--- Extracted records Enclosed Below ---

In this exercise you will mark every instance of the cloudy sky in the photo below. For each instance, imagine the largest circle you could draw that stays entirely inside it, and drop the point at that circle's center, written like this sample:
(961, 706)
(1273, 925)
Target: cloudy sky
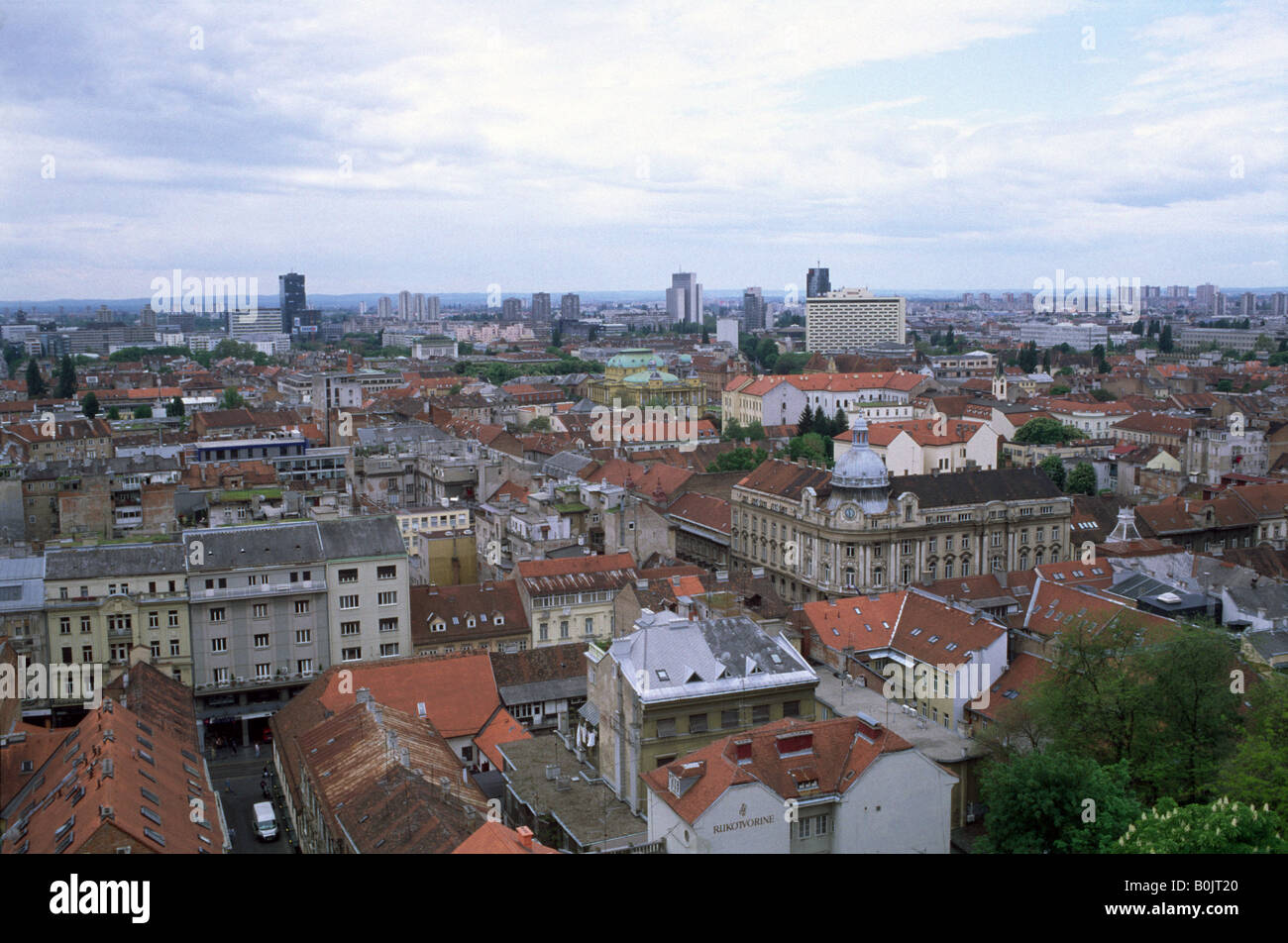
(579, 146)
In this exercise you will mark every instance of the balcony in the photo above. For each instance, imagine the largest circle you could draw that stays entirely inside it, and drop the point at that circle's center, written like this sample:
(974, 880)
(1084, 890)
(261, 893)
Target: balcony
(240, 684)
(259, 590)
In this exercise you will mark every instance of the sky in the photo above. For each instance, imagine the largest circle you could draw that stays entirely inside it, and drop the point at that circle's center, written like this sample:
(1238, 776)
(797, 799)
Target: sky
(447, 147)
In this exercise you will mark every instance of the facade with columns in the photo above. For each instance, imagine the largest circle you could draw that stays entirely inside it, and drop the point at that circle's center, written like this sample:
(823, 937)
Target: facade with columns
(849, 531)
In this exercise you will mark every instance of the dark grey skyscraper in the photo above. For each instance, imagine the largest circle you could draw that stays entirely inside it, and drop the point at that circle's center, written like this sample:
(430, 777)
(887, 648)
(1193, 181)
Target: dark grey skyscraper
(570, 308)
(752, 309)
(541, 305)
(290, 298)
(818, 282)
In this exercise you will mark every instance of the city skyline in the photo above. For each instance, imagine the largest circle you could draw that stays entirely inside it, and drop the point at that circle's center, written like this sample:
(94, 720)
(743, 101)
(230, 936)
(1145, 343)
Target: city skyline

--- End of Enclosed Extracted records ---

Problem to solve -> Repeat the listing above exactly, omitting the pictures it contains.

Reply to the exercise ->
In this exercise you will mark every instance of the cloudy sky in the photo below. For each instance, imagine the largest circle you could draw that stays entirely inside it, and drop the point at that circle's center, written like this sample:
(961, 706)
(1273, 925)
Target: cloudy sky
(579, 146)
In this exercise you will mark every instance of the balcony in the photo above. For each instance, imagine the largest circle you could draw that stays entirely inside it, and drop the point at that circle's center, written like this sample:
(974, 880)
(1084, 890)
(261, 893)
Target: balcony
(240, 684)
(259, 590)
In this exercise you will mark every instance of the sky in the photo above. For each instance, imagine the largest circle you could draw that stays entirely inside it, and drop the point at that circle's center, written like this sample:
(1238, 776)
(797, 799)
Target: sky
(447, 147)
In this exercise you will mark every instance of the facade with columns in the photo above. For each instance, imagine the largest circle you could draw that stays entirely inside it, and drop the point at that circle's center, written like this sample:
(823, 937)
Target: facade with columns
(849, 531)
In this exercise you will mark every instance of the dark grey skyscraper in the photo above. For each instance, imagine the largest circle you could draw that stays entirely inside it, and drop the point at that circle's center, written like this sample:
(430, 777)
(887, 648)
(1193, 181)
Target: dark grey skyscraper
(570, 308)
(752, 309)
(541, 305)
(290, 298)
(818, 282)
In this exercise you will mark every instance of the city skyline in the photo above. For each instance, imagine the largest circle you could draw that stays entirely inside it, and drop the point at that circle's center, written like this sample:
(94, 720)
(743, 101)
(230, 936)
(1145, 343)
Target: city skyline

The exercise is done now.